**TASK INSTRUCTIONS**
**1.** According to the passage on the fluid-dispensing system, what connects the seal cap to the retention member?
**2.** Extend the passage on the fluid-dispensing system by writing what comes after its final sentence.

The closure assembly may also include a seal cap that connects to the retention member to seal the assembly and the seal cap may include a hinged strap that connects the seal cap to the retention member. The piercing element may be retained by the retention member with a tab and bayonet fitting connection. The valve may form a seal on the piercer when the piercer is inserted through the valve. The valve may be positioned between a sloped wall of the retention member and a ridge that is part of a cylindrical wall of the housing that defines the fluid passageway. The housing may include first and second concentric walls that extend from a top portion and that define an annular channel that receives a wall of the spout. At least one of the first and second concentric walls may snapably engage the spout with a projection and detent arrangement in order to secure the spout wall in the annular channel. The retention member may include a cylindrical wall from which extends a projection that snapably engages a detent in the second concentric wall of the housing in order to secure the retention member to the housing.

Certain embodiments of the present technology relate to a system for dispensing fluid. The system includes a flexible container including a spout connected thereto, and the spout is in fluid communication with an interior region of the container. The system includes a housing configured to be mounted to the spout to seal the spout, and the housing includes a fluid passageway. The system includes a retention member configured to be secured to the housing. The system includes a flexible valve that is positioned in the fluid passageway of the housing and that is secured to the housing by the retention member. The system includes a piercing element having a first end that is configured to puncture the valve and the membrane and a second end configured to be connected to a dispensing element. The piercing element is inserted into the housing such that the first end punctures the membrane and valve and such that the piercing element is locked with respect to the retention member so that fluid can flow from the interior region into the piercing element.

The system may further include a seal cap that connects to the retention member, and the seal cap includes a hinged strap that connects the seal cap to the retention member. The piercing element may be retained by the retention element with a tab and bayonet fitting connection. The valve may form a seal on the piercer when the piercer is inserted through the valve. The valve may be positioned between a sloped wall of the retention member and a ridge that is part of a cylindrical wall of the housing that defines the fluid passageway. The housing may include first and second concentric walls that extend from a top portion and that define an annular channel that receives a wall of the spout. At least one of the first and second concentric walls may snapably engage the spout with a projection and detent arrangement in order to secure the spout wall in the annular channel. The retention member may include a cylindrical wall from which extends a projection that snapably engages a detent in the second concentric wall of the housing in order to secure the retention member to the housing.

BRIEF DESCRIPTION OF SEVERAL VIEWS OF THE DRAWINGS

FIG. 1 illustrates an isometric view of a closure assembly on a spout according to an embodiment of the present technology.

FIG. 2 illustrates a cross-sectional isometric view of the closure assembly and spout of FIG. 1 and a piercer according to an embodiment of the present technology.

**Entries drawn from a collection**
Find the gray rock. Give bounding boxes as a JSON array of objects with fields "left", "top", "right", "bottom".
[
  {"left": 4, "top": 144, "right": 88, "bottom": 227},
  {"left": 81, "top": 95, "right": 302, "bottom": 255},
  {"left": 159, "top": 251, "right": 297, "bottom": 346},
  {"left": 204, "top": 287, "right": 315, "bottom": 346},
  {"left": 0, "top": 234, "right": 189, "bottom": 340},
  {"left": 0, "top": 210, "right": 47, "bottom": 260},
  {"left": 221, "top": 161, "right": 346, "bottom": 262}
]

**OUTPUTS BY TASK**
**1.** A hinged strap.

**2.**
FIG. 3 illustrates another cross-sectional isometric view of the closure assembly, spout, and piercer of FIG. 2 according to an embodiment of the present technology.

FIG. 4 illustrates another cross-sectional isometric view of the closure assembly, spout, and piercer of FIG. 2 according to an embodiment of the present technology.

FIG. 5 illustrates another cross-sectional isometric view of the closure assembly, spout, and piercer of FIG. 2 according to an embodiment of the present technology.

FIG. 6 illustrates an isometric view of another piercer according to an embodiment of the present technology.

The foregoing summary, as well as the following detailed description of certain techniques of the present application, will be better understood when read in conjunction with the appended drawings. For the purposes of illustration, certain techniques are shown in the drawings. It should be understood, however, that the claims are not limited to the arrangements and instrumentality shown in the attached drawings. Furthermore, the appearance shown in the drawings is one of many ornamental appearances that can be employed to achieve the stated functions of the system.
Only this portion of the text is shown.